» **Entries taken from a collection**:
Segment Open
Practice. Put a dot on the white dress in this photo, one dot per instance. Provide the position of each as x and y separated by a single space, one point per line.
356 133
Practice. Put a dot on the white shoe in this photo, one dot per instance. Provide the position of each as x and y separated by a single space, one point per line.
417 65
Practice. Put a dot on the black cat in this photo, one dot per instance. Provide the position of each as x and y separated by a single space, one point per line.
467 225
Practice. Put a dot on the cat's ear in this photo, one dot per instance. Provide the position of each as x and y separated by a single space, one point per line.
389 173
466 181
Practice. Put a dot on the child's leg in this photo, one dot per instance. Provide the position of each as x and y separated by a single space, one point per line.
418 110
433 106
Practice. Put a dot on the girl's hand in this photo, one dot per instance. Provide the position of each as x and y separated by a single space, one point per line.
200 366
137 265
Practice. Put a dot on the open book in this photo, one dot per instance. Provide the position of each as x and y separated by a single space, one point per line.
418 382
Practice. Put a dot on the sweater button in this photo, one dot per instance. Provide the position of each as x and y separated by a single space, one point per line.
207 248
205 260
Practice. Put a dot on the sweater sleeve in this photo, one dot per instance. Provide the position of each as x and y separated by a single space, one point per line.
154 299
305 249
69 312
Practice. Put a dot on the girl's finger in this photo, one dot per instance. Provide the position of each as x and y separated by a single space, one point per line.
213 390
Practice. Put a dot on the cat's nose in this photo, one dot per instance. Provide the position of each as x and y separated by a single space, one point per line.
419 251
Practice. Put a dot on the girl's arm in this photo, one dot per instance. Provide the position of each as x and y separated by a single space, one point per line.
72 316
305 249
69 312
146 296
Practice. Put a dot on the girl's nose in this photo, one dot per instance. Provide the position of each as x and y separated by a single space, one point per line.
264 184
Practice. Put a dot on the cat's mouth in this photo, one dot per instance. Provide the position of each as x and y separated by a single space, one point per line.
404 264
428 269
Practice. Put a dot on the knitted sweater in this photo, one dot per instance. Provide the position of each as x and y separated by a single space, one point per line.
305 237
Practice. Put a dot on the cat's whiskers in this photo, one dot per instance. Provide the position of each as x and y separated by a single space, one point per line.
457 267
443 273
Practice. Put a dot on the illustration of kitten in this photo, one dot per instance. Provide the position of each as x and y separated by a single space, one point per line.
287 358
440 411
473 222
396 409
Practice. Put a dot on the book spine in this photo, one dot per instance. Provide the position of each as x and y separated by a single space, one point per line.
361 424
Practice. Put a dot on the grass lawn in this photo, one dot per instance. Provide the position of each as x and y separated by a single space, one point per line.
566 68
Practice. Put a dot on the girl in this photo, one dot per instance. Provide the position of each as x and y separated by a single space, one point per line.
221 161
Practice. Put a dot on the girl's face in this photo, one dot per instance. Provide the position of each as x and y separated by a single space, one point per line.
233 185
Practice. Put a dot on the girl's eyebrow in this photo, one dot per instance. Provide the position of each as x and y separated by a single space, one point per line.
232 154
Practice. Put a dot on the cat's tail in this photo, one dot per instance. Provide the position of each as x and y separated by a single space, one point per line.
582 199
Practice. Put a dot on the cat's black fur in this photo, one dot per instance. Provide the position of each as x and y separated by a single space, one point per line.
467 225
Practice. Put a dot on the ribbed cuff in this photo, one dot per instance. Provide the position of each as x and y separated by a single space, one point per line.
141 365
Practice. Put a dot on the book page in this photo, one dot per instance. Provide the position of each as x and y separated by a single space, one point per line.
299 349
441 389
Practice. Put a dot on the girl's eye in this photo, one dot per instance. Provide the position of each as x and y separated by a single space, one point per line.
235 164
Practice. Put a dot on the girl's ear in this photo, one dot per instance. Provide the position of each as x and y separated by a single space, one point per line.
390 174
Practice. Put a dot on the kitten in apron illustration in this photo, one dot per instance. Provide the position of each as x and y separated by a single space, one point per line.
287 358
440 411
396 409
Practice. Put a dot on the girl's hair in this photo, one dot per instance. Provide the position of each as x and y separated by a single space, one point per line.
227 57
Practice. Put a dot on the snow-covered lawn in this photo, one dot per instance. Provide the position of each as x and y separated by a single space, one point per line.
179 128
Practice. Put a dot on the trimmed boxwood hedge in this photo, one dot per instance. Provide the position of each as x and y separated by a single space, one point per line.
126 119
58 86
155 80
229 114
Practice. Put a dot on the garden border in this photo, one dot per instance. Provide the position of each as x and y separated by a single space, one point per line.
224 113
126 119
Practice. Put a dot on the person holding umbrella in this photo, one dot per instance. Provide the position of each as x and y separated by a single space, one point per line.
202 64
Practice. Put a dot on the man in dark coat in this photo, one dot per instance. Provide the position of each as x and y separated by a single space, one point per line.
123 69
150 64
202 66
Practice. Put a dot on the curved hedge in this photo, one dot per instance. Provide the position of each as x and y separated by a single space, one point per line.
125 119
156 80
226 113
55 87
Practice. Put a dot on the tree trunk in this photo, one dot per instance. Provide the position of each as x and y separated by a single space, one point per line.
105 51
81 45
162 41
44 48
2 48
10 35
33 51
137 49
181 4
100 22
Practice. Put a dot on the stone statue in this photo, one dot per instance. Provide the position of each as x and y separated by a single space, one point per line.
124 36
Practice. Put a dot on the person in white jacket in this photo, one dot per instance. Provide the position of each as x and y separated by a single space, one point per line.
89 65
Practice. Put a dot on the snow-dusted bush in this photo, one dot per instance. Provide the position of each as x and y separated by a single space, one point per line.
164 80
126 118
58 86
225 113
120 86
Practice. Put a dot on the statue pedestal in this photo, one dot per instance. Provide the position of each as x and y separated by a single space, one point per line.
Segment Closed
» **Your goal**:
Beginning at the line that contains "Practice. Put a dot on the snow-dusted" and ending at the last line above, copy each line without any change.

» **Answer to this problem**:
Practice. Put a dot on the snow-dusted bush in this photo, one dot per instance. Provide the position of each as x and y separated by a single space, one point per line.
164 80
126 118
58 86
225 113
120 86
Practice. Put a dot on the statue pedestal in this photo, one dot per instance. Provide the position of each as x and y separated by a single space, one point per line.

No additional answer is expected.